[EXCERPT TO READ — start]
The other day I was lamenting about the vaccination process with a member who is a caterer and restaurateur. (Or at least he used to be before the shutdown). As two folks who both have decades in the event business, we jokingly suggested that they should have had event producers, fair managers, or wedding planners figure out the process. With our experience, there is an understanding that you never hit the bullseye, but you are going to come close enough that the masses never see the imperfections. I aspire that we would have done a better job at communicating and executing the plan than we are seeing today, and many effective people have shuttered their businesses who could have been quickly rallied to help.
As of this writing, our County is still working through Phase 1A, a phase that has easily identifiable and accessible people in the queue. Hospital personnel, skilled living facility residents and staffers, people 75 years and older – many of these patients don’t even need to leave their workplace to get vaccinated. However, it seems like this rollout is clunky and running into obstacles. Then, the Governor announces they are adding 65 – 74-year-old residents sort of into this phase, but then took a backstep and put them into Tier 1B. Good intentions, but not enough vaccines. The level of frustration continues to mount.
Because of this floundering vaccination process and the criticism, I am fearful for our industry. Health officials are under the gun to get the vaccines in hand into arms, and they are going to migrate their effort to the low hanging fruit. Vaccinating workers in the agriculture industry is riddled with challenges and is complex. It is an extremely vulnerable population working for thousands of small businesses, and there is no one size fits all. Not all our workers have insurance providers, ID badges, transportation to vaccination sites, internet connections, or a communication link to get updated vaccination program information.
[EXCERPT TO READ — finish]
» **REQUIREMENT**
Please answer these questions about the vaccine rollout text:
(a) Which phase is the County still working through?
(b) Into which tier were residents aged 65 to 74 finally placed?
(c) In which industry does the text say vaccinating workers is complex?
[DATASET RECORDS — start]
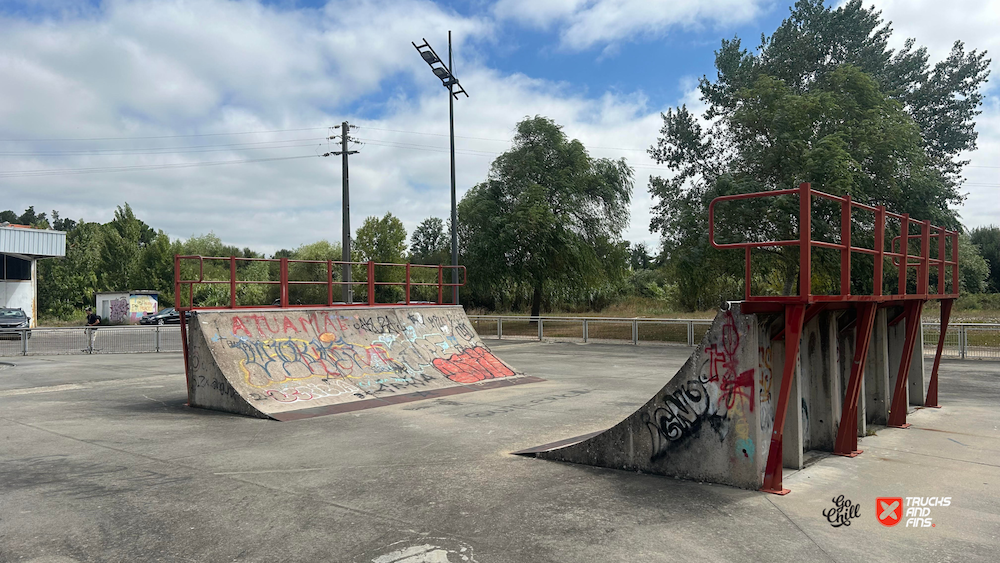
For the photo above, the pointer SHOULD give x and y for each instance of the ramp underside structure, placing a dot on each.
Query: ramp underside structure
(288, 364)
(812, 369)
[DATASET RECORDS — finish]
[DATASET RECORDS — start]
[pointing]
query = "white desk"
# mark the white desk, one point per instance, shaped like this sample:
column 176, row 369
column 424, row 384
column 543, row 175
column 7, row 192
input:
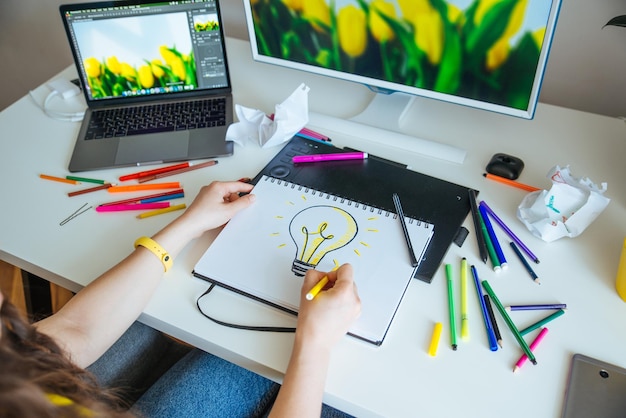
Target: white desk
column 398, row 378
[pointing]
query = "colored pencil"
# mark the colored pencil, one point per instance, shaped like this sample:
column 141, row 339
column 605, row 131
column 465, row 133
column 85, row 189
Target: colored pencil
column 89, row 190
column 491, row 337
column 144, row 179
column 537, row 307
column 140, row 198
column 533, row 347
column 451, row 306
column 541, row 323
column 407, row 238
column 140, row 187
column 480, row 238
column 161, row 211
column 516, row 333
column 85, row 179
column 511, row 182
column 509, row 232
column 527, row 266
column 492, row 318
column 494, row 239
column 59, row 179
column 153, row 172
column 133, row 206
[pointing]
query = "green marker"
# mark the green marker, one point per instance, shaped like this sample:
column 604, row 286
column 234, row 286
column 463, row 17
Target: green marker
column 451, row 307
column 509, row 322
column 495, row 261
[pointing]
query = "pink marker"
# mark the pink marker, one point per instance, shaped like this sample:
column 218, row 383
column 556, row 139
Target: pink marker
[DATASET RECORDS — finish]
[DATASET RECORDS — start]
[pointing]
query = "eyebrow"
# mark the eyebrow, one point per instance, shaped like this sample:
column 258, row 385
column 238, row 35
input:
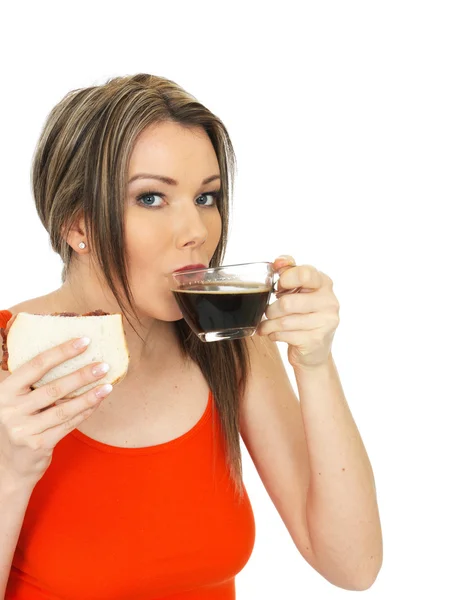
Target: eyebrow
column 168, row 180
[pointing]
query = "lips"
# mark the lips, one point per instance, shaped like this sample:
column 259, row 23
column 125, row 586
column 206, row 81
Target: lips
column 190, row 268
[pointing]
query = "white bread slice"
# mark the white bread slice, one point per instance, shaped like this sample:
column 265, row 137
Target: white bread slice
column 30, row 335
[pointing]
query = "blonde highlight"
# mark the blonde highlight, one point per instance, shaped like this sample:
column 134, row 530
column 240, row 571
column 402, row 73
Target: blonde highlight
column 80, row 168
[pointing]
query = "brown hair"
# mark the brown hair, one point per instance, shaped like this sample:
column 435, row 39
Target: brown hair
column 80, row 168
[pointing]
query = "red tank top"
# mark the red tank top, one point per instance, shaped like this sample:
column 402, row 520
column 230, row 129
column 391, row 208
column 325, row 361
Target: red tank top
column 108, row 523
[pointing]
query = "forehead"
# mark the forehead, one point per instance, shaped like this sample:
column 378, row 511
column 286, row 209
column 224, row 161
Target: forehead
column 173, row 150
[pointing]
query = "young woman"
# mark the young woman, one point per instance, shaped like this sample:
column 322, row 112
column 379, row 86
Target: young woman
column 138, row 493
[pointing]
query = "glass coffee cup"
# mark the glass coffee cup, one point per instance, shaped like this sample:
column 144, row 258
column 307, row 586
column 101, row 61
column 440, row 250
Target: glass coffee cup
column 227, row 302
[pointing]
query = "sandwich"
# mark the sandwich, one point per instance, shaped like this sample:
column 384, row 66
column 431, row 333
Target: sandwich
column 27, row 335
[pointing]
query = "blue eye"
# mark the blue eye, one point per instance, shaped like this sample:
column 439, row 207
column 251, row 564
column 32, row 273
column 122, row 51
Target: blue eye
[DATASET RECORDS — finish]
» **ANSWER TO THE EXERCISE**
(a) Phase 1A
(b) Tier 1B
(c) Agriculture